### Given instruction
Continue the states of matter worksheet below, starting right after its last line.
──────── Supplied text
2. If you start with a substance as a solid, what will happen to the molecules as you add thermal energy (heat)?                Be adding heat to a solid the molecules will start to separate and turn into a liquid. If you have enough heat for a long time, it will continue to turn into a gas.


ONCE YOU HAVE COMPLETED THIS PAGE, YOU MAY BEGIN THE SIMULATION.
Open the simulation. You will find it in a folder on your desktop labeled “States of Matter Simulation.”

INVESTIGATE:

3. Use the menu on the right side of the program to select Water and Solid. Draw and describe what you see in the space below.


4. Now, use the slider on the bottom of the program to Add Heat. Notice the thermometer at the top of the program. What temperature scale is this thermometer showing? The temperature is showing kelvin.

5. What happens to the water as you increase the temperature? When I add heat to the liquid, the molecules start to come apart and more freely around the whole can. Not staying together. When adding heat to solids, they perform the same way as the liquids do.

6. What is the melting/freezing point of water in Kelvin? The melting point of water in Kelvin is = 273.15K the freezing point is = 273.15K. They are the same

7. Add heat until the temperature is just below and then just above the melting point of water. How is water different below its melting point and above it?

8. Draw and describe what water looks like as a liquid.



9. What is the boiling/condensation point of water in Kelvin? The boiling condensation point of water is Kelvin is 373.15K

10. Continue to add heat until you are just below and then just above the boiling point of water. How is water different below its boiling point and above it? Water is different  when the temp is just below the boiling point at 370 K by the water molecules still jumping around on the bottom of the can, but more are becoming lose from the group and moving quite faster . Water is different when the temp is just above this point at 379K by all the molecules being off the bottom of the can, and more and more are reaching the top of can. The molecules are move faster and jumping much higher.

11. Draw and describe what water looks like as a gas.


12. Choose one of the other three substances listed in the menu on the right. Investigate what happens when you add and remove heat from this substance. Use the buttons on the right to see this substance as a solid, liquid, and gas. Draw and describe its properties in the table below.
                                                        
Substance Selected: Argon


ANALYZE:

13. How was this substance similar to water in each state of matter? How was it different?
────────────────
──────── Source excerpt
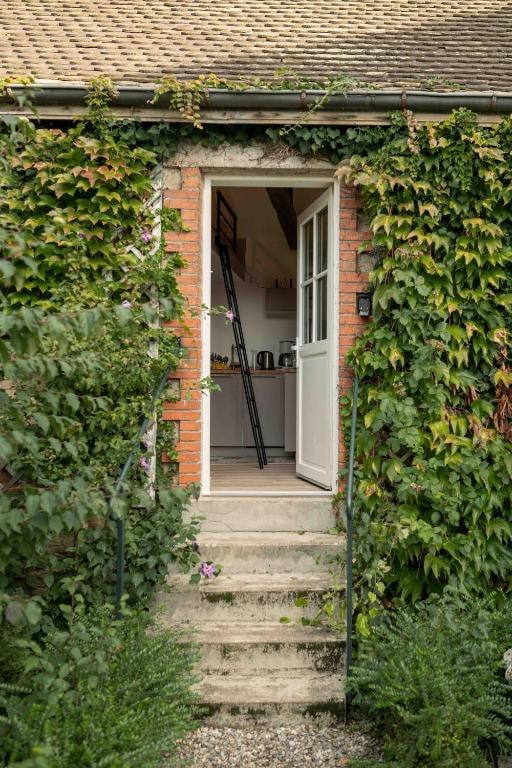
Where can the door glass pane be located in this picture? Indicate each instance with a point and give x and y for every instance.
────────────────
### In response
For each of the states of matter, I noticed that there was a lot of similarities and not to make differences. All the solids were very close together at the bottom of the can. The liquids were still connected but moving a little faster, and gas was jumping all over the place not in a group setting. One difference that I noticed was that under the oxygen even in the gas state, the molecules were moving in pairs. Two molecules were glued together jumping and spinning around. 


14. Were your predictions (see p. 1) correct or incorrect? Explain.

My prediction were very close to what the molecules showed me. I believe this is because I have avery good understanding of what a gas, liquid and solid look like and I know that the molecules had to look something like that.


BONUS: Optional, worth up to 10 points added to the lab’s final grade

15. Choose a substance other than water from the menu on the right side of the program. Use the slider to add and remove heat. Based on what the molecules do, figure out the approximate temperatures of the melting point and boiling point of this substance. (Hint: The temperatures given when you click solid, liquid, and gas are NOT the melting and boiling points.)

Substance: Neon

Melting Point: 24K

How did you figure it out?

The way that I figured this our was I slowly started to heat up the temperature until the molecules started to spread apart and go from sitting on the bottom of the can to moving up to the top.

Boiling Point:      26K

How did you figure it out? The way that I figured the boiling point was to continue to raise up the heat until the molecules were no longer in a group at all and they were all on their own. Also known as a gas once it gets this hot.





3. In the States of Matter simulation, choose the Solid, Liquid, and Gas Tab at the top of the screen. Choose the water molecule and cool the water to 0 K. Describe how the water molecules are aligned and attracted to each other. Which atoms are attracted to which other atoms?
hot 25K movement, moleules have space inbetween them, fly around all over area, most fast, no order

cold 0k slow down, bunch together, no space between them, sink to bottom of area

Which atoms are attracted to which other atoms?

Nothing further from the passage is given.